- _YOUR OBJECTIVE_
Gather every line of the material that contains the word "rifle", and copy each one out in full.

(Point annotation dataset records)
= = = = = = =

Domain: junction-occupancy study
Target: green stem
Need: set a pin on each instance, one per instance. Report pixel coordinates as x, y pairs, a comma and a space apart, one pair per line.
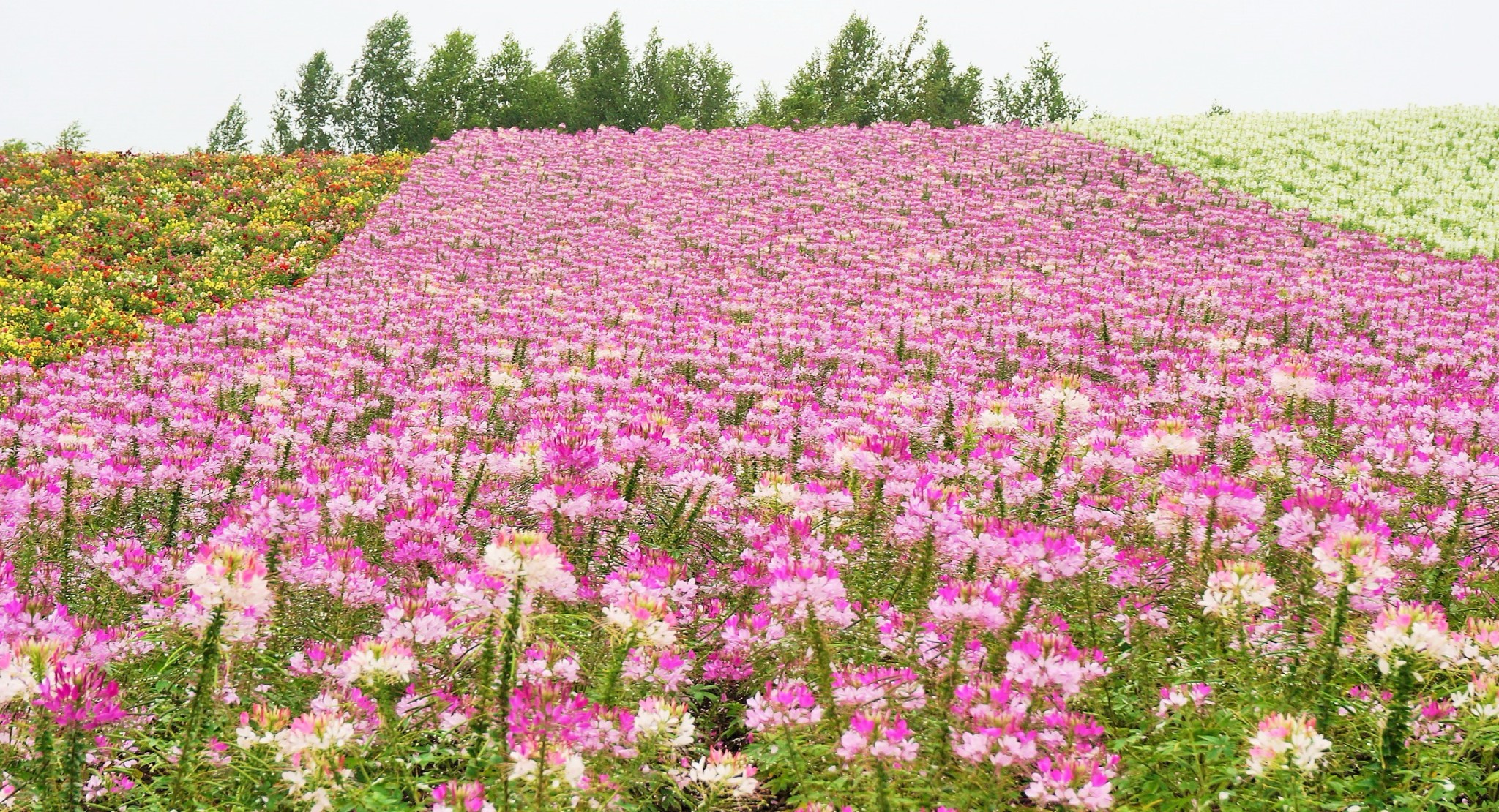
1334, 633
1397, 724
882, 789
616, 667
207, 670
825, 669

= = = = = = =

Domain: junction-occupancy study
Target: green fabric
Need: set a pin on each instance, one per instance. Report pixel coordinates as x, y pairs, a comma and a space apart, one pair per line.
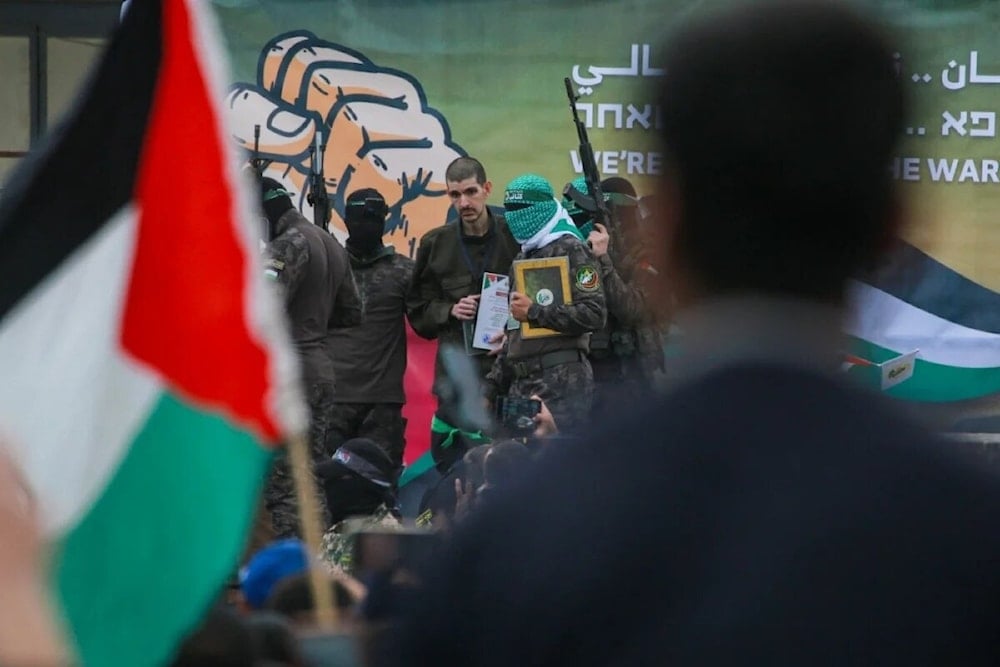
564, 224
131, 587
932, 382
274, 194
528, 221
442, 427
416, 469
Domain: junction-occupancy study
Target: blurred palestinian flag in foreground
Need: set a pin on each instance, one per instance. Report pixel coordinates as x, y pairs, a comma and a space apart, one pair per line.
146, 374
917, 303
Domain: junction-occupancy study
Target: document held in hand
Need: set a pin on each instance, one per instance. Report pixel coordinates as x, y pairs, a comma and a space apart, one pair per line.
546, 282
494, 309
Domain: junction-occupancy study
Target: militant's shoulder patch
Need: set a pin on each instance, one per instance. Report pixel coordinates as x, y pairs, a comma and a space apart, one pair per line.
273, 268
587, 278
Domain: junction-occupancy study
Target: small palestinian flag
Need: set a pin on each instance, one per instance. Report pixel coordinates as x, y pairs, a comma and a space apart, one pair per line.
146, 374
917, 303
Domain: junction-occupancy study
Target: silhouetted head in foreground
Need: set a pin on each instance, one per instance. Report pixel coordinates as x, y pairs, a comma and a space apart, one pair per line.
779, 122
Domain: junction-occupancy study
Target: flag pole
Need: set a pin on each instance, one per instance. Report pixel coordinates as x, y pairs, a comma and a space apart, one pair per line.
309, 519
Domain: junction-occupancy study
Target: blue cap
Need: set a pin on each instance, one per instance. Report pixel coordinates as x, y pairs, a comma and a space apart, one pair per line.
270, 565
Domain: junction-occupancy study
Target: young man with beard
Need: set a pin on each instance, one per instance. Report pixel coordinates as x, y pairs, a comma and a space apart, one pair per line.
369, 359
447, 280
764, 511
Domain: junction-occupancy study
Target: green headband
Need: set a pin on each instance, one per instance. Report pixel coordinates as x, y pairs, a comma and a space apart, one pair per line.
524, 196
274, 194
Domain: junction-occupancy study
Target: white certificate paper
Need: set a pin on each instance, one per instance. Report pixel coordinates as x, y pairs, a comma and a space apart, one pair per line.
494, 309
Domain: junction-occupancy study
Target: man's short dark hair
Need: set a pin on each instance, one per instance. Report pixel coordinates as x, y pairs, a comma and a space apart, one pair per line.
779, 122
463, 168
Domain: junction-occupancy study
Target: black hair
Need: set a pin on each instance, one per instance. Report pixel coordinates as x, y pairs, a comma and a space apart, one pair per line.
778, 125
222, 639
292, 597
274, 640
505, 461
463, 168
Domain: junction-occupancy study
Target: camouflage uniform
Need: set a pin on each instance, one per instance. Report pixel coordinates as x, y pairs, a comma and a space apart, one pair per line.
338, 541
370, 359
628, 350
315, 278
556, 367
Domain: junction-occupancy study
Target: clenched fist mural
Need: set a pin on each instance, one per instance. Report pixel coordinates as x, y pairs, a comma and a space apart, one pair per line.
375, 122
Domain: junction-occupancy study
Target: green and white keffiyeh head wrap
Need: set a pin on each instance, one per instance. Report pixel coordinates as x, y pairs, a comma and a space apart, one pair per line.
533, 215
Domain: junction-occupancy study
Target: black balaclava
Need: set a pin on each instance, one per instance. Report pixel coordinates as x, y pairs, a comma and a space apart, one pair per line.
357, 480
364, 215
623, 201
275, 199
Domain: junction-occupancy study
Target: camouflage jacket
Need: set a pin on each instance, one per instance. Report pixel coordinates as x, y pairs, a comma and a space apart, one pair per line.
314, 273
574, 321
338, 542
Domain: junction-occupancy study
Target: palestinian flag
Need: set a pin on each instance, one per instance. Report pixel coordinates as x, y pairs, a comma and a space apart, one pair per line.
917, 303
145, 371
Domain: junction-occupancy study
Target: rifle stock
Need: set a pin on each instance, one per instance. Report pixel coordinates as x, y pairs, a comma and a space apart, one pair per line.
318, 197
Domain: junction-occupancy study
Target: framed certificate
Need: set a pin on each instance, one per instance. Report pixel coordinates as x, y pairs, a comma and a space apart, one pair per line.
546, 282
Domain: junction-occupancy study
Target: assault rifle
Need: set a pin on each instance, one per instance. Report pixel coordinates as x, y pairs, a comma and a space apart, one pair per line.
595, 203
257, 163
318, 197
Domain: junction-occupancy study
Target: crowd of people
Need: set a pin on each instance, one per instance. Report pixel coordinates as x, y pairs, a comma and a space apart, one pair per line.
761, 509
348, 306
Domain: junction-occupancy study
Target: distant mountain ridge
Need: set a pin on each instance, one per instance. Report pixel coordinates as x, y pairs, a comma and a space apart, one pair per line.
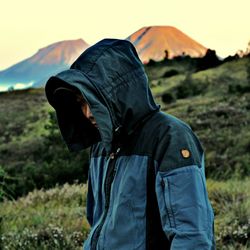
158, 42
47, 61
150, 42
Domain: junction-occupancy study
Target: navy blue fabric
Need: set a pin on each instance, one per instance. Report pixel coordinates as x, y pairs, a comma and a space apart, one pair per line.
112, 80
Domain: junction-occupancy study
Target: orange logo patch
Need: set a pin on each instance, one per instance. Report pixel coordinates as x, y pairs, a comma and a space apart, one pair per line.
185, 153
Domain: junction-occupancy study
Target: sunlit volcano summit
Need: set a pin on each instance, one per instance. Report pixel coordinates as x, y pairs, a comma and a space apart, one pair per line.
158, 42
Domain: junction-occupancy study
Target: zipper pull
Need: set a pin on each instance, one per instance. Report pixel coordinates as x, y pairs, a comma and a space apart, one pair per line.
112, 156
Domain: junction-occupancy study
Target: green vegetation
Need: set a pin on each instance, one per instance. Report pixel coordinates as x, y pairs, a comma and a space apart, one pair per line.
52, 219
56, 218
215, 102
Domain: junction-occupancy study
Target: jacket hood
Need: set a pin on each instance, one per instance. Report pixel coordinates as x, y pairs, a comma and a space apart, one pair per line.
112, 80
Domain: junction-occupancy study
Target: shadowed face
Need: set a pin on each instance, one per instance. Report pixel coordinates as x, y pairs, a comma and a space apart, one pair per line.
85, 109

= = = = = = =

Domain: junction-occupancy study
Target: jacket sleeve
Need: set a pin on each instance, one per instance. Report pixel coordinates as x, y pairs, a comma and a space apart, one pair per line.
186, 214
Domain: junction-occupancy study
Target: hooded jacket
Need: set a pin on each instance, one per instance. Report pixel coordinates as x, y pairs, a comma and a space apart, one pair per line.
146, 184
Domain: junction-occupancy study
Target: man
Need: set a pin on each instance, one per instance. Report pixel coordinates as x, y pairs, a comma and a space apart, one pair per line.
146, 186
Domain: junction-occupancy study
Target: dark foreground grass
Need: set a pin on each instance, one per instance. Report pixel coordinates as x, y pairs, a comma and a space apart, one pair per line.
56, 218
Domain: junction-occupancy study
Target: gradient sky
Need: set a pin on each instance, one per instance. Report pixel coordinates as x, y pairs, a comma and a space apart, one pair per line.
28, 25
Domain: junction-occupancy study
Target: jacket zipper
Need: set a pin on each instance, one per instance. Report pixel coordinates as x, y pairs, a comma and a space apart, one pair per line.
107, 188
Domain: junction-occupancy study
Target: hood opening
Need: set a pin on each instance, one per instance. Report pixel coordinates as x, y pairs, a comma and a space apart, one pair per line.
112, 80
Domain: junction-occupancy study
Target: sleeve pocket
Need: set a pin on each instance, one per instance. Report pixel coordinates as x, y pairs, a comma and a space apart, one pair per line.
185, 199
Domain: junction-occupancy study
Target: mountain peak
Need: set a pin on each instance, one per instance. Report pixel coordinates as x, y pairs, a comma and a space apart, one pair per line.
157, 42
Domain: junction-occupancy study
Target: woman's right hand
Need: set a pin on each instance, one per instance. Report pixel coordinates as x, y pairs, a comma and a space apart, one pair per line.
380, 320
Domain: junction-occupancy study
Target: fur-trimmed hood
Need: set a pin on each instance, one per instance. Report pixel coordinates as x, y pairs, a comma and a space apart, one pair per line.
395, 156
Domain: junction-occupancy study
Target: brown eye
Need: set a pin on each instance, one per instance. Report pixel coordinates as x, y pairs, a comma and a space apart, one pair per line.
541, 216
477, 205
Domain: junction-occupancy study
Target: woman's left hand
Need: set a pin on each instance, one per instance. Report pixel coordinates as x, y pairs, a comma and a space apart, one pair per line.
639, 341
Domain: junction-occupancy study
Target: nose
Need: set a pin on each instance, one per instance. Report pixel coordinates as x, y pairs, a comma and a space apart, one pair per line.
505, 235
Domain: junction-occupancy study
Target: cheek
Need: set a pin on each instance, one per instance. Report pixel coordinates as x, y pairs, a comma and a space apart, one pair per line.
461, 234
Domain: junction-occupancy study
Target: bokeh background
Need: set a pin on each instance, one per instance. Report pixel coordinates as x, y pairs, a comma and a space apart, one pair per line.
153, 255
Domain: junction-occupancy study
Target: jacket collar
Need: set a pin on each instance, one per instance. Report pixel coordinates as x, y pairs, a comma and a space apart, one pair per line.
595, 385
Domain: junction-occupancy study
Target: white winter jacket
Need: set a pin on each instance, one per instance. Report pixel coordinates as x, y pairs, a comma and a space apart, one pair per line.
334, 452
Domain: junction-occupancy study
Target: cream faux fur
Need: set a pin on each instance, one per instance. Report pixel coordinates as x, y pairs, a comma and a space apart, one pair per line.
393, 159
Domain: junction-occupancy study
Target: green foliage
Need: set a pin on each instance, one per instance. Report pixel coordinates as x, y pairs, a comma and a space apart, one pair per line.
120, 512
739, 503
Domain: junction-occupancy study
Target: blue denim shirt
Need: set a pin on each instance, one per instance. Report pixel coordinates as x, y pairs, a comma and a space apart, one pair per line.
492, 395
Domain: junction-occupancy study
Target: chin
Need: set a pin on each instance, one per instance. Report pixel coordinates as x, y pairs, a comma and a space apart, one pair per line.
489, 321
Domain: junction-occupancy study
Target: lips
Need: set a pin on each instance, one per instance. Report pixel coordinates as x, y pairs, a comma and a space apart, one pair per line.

= = = = = = =

- _ANSWER FOR THE TASK_
Target: rifle stock
Target: assault rifle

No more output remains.